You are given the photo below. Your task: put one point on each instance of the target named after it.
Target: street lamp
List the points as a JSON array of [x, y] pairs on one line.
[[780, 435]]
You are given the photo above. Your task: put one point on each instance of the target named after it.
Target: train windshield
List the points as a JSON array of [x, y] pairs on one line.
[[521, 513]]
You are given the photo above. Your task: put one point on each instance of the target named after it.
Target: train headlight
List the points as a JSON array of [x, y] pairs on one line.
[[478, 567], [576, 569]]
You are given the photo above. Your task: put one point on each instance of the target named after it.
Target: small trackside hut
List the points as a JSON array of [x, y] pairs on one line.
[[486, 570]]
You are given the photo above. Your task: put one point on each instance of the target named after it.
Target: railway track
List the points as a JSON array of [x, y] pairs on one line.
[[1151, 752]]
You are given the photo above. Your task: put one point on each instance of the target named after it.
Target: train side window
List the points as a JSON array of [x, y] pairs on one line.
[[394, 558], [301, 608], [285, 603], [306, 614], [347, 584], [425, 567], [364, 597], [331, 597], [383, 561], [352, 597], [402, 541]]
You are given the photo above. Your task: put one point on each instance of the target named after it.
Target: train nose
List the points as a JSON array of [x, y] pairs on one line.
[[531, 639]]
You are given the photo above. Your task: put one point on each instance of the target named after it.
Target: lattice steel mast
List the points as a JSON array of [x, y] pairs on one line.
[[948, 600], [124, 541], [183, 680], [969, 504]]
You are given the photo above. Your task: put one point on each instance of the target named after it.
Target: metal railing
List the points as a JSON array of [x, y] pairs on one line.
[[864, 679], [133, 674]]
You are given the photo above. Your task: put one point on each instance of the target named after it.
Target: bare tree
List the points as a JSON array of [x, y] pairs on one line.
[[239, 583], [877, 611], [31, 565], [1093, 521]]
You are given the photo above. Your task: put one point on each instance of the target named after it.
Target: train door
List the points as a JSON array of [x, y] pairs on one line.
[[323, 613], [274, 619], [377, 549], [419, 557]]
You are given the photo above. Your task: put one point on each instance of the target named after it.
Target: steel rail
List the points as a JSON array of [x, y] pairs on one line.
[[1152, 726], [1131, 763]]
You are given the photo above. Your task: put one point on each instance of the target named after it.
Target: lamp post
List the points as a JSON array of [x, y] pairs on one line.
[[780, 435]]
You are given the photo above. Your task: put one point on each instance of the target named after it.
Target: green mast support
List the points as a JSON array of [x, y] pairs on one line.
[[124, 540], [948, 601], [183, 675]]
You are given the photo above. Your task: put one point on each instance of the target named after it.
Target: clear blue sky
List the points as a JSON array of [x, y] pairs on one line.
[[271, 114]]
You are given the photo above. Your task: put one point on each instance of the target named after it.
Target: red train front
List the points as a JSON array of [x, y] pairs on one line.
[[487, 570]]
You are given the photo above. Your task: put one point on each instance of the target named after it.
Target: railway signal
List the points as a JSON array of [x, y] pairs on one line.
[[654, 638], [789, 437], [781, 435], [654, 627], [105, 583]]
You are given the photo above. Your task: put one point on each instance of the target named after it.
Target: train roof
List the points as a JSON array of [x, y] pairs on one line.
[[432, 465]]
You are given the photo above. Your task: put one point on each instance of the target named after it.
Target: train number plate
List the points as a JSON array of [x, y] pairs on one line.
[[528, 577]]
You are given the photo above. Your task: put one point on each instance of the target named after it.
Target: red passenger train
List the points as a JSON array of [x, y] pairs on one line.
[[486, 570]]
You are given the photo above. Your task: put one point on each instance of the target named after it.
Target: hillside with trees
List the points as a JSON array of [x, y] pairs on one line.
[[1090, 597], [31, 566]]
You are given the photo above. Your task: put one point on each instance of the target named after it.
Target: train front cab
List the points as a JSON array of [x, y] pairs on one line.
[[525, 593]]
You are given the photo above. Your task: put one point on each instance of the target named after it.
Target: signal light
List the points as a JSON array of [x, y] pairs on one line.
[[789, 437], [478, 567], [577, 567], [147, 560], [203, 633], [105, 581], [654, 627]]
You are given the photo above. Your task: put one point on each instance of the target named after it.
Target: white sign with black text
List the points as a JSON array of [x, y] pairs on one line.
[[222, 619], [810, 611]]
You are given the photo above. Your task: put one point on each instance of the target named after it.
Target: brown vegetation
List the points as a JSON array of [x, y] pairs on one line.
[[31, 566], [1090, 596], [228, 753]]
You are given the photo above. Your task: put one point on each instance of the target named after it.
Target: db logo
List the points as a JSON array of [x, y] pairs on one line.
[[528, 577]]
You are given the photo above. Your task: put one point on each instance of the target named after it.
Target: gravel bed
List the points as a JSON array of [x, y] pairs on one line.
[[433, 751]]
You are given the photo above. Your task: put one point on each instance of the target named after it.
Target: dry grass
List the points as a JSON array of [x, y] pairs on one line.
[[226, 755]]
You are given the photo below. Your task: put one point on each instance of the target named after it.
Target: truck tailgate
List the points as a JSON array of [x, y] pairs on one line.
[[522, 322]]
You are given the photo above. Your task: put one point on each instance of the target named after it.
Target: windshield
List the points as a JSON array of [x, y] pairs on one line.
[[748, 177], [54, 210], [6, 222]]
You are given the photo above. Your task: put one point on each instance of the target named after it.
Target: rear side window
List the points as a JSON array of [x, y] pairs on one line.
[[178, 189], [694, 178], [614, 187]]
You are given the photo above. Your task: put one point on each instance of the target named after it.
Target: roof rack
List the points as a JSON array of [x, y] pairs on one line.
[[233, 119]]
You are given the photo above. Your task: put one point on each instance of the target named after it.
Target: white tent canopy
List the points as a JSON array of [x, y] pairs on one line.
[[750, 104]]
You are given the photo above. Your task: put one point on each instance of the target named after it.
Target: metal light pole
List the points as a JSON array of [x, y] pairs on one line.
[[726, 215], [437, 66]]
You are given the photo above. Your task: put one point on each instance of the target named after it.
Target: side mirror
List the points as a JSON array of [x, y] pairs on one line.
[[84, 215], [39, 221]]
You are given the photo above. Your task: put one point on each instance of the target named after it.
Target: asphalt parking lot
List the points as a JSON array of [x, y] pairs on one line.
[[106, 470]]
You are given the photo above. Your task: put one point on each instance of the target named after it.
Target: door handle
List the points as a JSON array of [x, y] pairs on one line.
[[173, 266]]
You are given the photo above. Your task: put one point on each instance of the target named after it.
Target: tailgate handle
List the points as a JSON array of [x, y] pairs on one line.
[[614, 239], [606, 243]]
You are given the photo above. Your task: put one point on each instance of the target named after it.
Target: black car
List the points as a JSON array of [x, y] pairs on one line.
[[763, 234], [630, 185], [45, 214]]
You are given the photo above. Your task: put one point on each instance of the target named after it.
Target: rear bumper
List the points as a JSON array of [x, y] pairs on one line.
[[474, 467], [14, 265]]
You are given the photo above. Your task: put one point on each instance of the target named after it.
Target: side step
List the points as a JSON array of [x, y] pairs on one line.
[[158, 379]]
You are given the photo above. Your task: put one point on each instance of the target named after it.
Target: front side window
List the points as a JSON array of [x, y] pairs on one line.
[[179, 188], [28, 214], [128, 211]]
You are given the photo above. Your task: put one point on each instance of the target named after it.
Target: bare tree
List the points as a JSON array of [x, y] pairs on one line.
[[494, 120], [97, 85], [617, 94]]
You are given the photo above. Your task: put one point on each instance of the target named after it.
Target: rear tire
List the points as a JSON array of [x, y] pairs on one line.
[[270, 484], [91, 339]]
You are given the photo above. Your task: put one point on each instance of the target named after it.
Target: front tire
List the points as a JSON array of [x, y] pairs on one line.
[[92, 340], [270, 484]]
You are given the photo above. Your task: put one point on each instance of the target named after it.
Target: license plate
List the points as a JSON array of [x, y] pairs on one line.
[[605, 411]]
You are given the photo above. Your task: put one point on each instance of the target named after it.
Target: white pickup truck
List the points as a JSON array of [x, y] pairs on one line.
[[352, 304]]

What you are asked to do –
Convert all of the material above into a JSON list of strings with one string per line, leaving out any blank lines.

Solution to the exercise –
[
  "You are given the photo below. Your task: put one point on each instance of the target named after it.",
  "Target: street lamp",
  "List the points as a JSON array of [x, y] pairs on one line.",
  "[[780, 435]]",
  "You are given the photo above. Your task: put one point on each instance of the target named after it.",
  "Target: train windshield",
  "List the points as a JSON array of [x, y] pairs on one line.",
  "[[521, 513]]",
  "You are given the photo above. Your task: put one point on each instance of the target named after it.",
  "Target: train headlight",
  "List the points as a JSON array of [x, y] pairs on one line.",
  "[[478, 567], [576, 569]]",
  "You are given the photo above. Your task: put one point on each instance of the target named after it.",
  "Target: small trackside hut",
  "List the points as a JSON array of [x, y] pairs on one line.",
  "[[486, 570]]",
  "You are given the photo above. Your task: put one point on each instance of the target named after it.",
  "Target: railway track",
  "List the points as a JSON array of [x, y] pairs on one line.",
  "[[1151, 752]]",
  "You are given the photo above. Your task: put one point on each instance of the target named after it.",
  "Target: train side window",
  "List the points as a JSON array of [x, y] pairs on one line.",
  "[[394, 558], [301, 608], [285, 603], [306, 614], [347, 584], [425, 567], [364, 597], [331, 597], [383, 561], [352, 597], [402, 541]]",
  "You are given the photo above. Your task: put one point on each instance of the target named after it.",
  "Target: train nose",
  "List the points as a JSON array of [x, y] pairs on one line.",
  "[[531, 639]]",
  "You are given the photo above. Your task: put one point on each instance of the target named after it.",
  "Target: lattice steel mast",
  "List the points as a JSON array of [x, y] pairs on one line.",
  "[[948, 600], [124, 541], [183, 680], [969, 504]]",
  "You are given the photo above. Your task: put one point on each instance of the target named after it.",
  "Target: metal railing",
  "List the points as a JSON array of [x, y] pairs on one line.",
  "[[864, 679], [133, 674]]",
  "You are given the photo above. Your task: put one point on each instance of the target named after it.",
  "Target: bare tree",
  "List the points as a JSON array of [x, y] pairs on one line.",
  "[[239, 583], [877, 611], [31, 565], [1093, 521]]",
  "You are given the photo above. Your task: put one point on each instance of the target named after it.",
  "Target: train door",
  "List the points as a JSON array of [x, y] pairs on one line.",
  "[[323, 613], [274, 619], [377, 549], [419, 557]]",
  "You are given the photo above. Your task: put one point on each instance of the target named after it.",
  "Target: steel rail",
  "List the points as a JSON array of [x, y] pairs on one line.",
  "[[1152, 726], [1131, 763]]",
  "You are given the photo above. Your task: put one point on each instance of the target named after it.",
  "Target: lamp post",
  "List the points as a JSON array of [x, y] pairs on one line.",
  "[[780, 435]]",
  "You are given the photo above. Your task: put one point on each instance of the target named after it.",
  "Target: green mast support",
  "List the points as a JSON array of [x, y] pairs on one line.",
  "[[124, 540], [948, 601], [183, 675]]",
  "You are given the photo above. Your task: put one point on each instance of the target named after it.",
  "Target: clear blue sky",
  "List the points as a JSON array of [x, y] pairs on one line.",
  "[[271, 114]]",
  "You are given the photo above. Your task: put one point on each instance of the target named after it.",
  "Target: red train front",
  "List the points as a JSON array of [x, y] pairs on one line.",
  "[[487, 570]]",
  "You are given the photo above. Your task: put one point on each instance of the target named after it.",
  "Target: railway signal",
  "List the points as a JSON array of [x, y] pairs on one line.",
  "[[654, 638], [789, 437], [781, 435], [654, 627], [105, 583]]",
  "You are given the photo above. Your task: put one point on each instance of the target named after it.",
  "Target: train roof",
  "List the points as a JSON array of [x, y] pairs on one line.",
  "[[432, 465]]",
  "You are given the photo above. Your task: put one point on each instance of the target named after it.",
  "Target: train number plate",
  "List the points as a JSON array of [x, y] pairs on one line.",
  "[[528, 577]]",
  "You are given the photo above. Your task: put one point on each instance of the target named after it.",
  "Target: red passenger train",
  "List the points as a JSON array of [x, y] pairs on one line.",
  "[[486, 570]]",
  "You are given the photo above. Your task: put one point on each instance of the target named after it.",
  "Target: hillside with trees",
  "List the points as a JSON array of [x, y] pairs on one line.",
  "[[1090, 597], [31, 566]]",
  "You are given the photo above. Your task: put one point on each instance of the target named after it.",
  "Target: train front cab",
  "List the points as a JSON array of [x, y] pairs on one line.",
  "[[525, 593]]",
  "You are given the photo above. Your task: put one point on each instance of the target named after it.",
  "Target: signal light",
  "List the points as a JSON array of [x, y] pairs on one line.",
  "[[789, 437], [478, 567], [577, 567], [147, 560], [203, 633], [105, 581], [654, 627]]",
  "You are given the photo above. Your task: put one point on each instance of the target named after it.",
  "Target: white sign with black text",
  "List the points as a JSON array of [x, y] pairs on one line.",
  "[[222, 619], [810, 611]]",
  "You are given the photo above. Your task: put one point on each instance of the target named after it.",
  "Target: brown vegetation",
  "List the points as a JSON array of [x, y] pairs on one line.",
  "[[31, 566], [1090, 596], [228, 753]]",
  "You are given the photo above. Your task: put one point on each instance of the target named after it.",
  "Target: db logo",
  "List the points as a JSON array of [x, y] pairs on one line.",
  "[[528, 577]]",
  "You are given the photo above. Your task: put one point on each instance of the target named after it.",
  "Target: gravel bed",
  "List the points as a JSON array of [x, y] pairs on one line.",
  "[[433, 751]]",
  "You are given the photo above. Your task: put one point on each instance of the target named after it.",
  "Target: dry grass",
  "List the points as a JSON array of [x, y] pairs on one line.",
  "[[226, 755]]",
  "You are given the photo below. Your task: put one point on each instance of the target named after it.",
  "Target: truck tailgate",
  "List the points as a JSON array of [x, y] pairs on one line.",
  "[[522, 322]]",
  "You are given the photo above. Your task: put one point on each instance of the target named after it.",
  "Target: windshield",
  "List the points as a JSON array of [x, y] pairs on one line.",
  "[[748, 177], [54, 210], [6, 222]]",
  "You are given the photo above. Your task: put one point on each instance of the target named after it.",
  "Target: rear side window",
  "List the points as a JSON array of [x, y] pairs on one line.",
  "[[178, 189], [694, 178], [614, 187]]",
  "You are given the photo above. Your task: put one point on each instance of the target named after it.",
  "Target: roof rack",
  "List the points as a JSON array of [x, y] pairs on one line.",
  "[[233, 119]]",
  "You are given the photo above. Your task: put one point on each instance of the target named after it.",
  "Target: white tent canopy",
  "List the points as a JSON array of [x, y] pairs on one line.",
  "[[750, 104]]",
  "You are given the photo above. Your task: put one point on each instance of the target named after it.",
  "Target: metal light pole",
  "List the points as a JSON array of [x, y] pairs on one line.",
  "[[726, 215], [437, 66]]",
  "You are given the photo above. Your task: put one point on each instance of the target named after it.",
  "Target: side mirror",
  "List the points as a JSON array of [x, y] pairs on one line.",
  "[[84, 215], [39, 221]]",
  "You are given the photo above. Your task: put one point on each instance of the target named after it.",
  "Target: asphalt parking lot",
  "List the points as a JSON array of [x, y] pairs on one line.",
  "[[106, 470]]",
  "You are given the photo above. Your task: put one point on each instance of the target named after it.",
  "Target: door handle",
  "List the points as a JSON array of [x, y] pairs on one line.",
  "[[173, 266]]",
  "You are given the photo above. Your task: put one point on each instance of the target named after it.",
  "Target: tailgate handle",
  "List the points as a JSON array of [x, y] pairs on one line.",
  "[[614, 239], [606, 243]]",
  "You are given the photo above. Your task: put one point on each instance of the target named after it.",
  "Target: black car",
  "List the points as a JSON array of [x, y] pairs on one line.",
  "[[763, 234], [630, 185], [45, 214]]",
  "You are given the photo above. Your task: put one point on each instance of the target named after it.",
  "Target: rear bumper",
  "List the points as a JSON array of [x, y] pairs on one line.",
  "[[474, 467], [14, 265]]",
  "You are given the photo above. Your task: put one point on each instance of the target named after it.",
  "Target: side step",
  "List the points as a JSON array of [x, y] pairs on one line.",
  "[[158, 379]]",
  "You are given the photo above. Your task: put one point on each instance of the target named after it.",
  "Target: front side window",
  "List the points as a JSON array of [x, y] pairs on one line.",
  "[[179, 188], [28, 214], [128, 211]]",
  "You are given the photo above. Your task: put one point on each instance of the target named after it.",
  "Target: bare tree",
  "List the points as a JSON array of [x, y] pairs on one line.",
  "[[494, 120], [97, 85], [617, 94]]",
  "You are given the photo above. Your task: put one point on each instance of the target named after it.",
  "Target: rear tire",
  "List the points as a JSON array of [x, y] pairs on one line.",
  "[[270, 484], [91, 339]]",
  "You are given the photo above. Your task: put one point on each instance of the target named after it.",
  "Target: front tire",
  "List the points as a JSON array of [x, y] pairs on one line.",
  "[[92, 340], [270, 484]]",
  "You are given the photo above. Your task: put one point on each instance of the target named after it.",
  "Target: license plate",
  "List the points as a JSON array of [x, y] pairs on one line.",
  "[[605, 411]]",
  "You are given the photo above. Your task: put one point on each instance of the target named after it.",
  "Target: white pickup truck",
  "List the points as a JSON array of [x, y] pairs on one line.",
  "[[352, 304]]"
]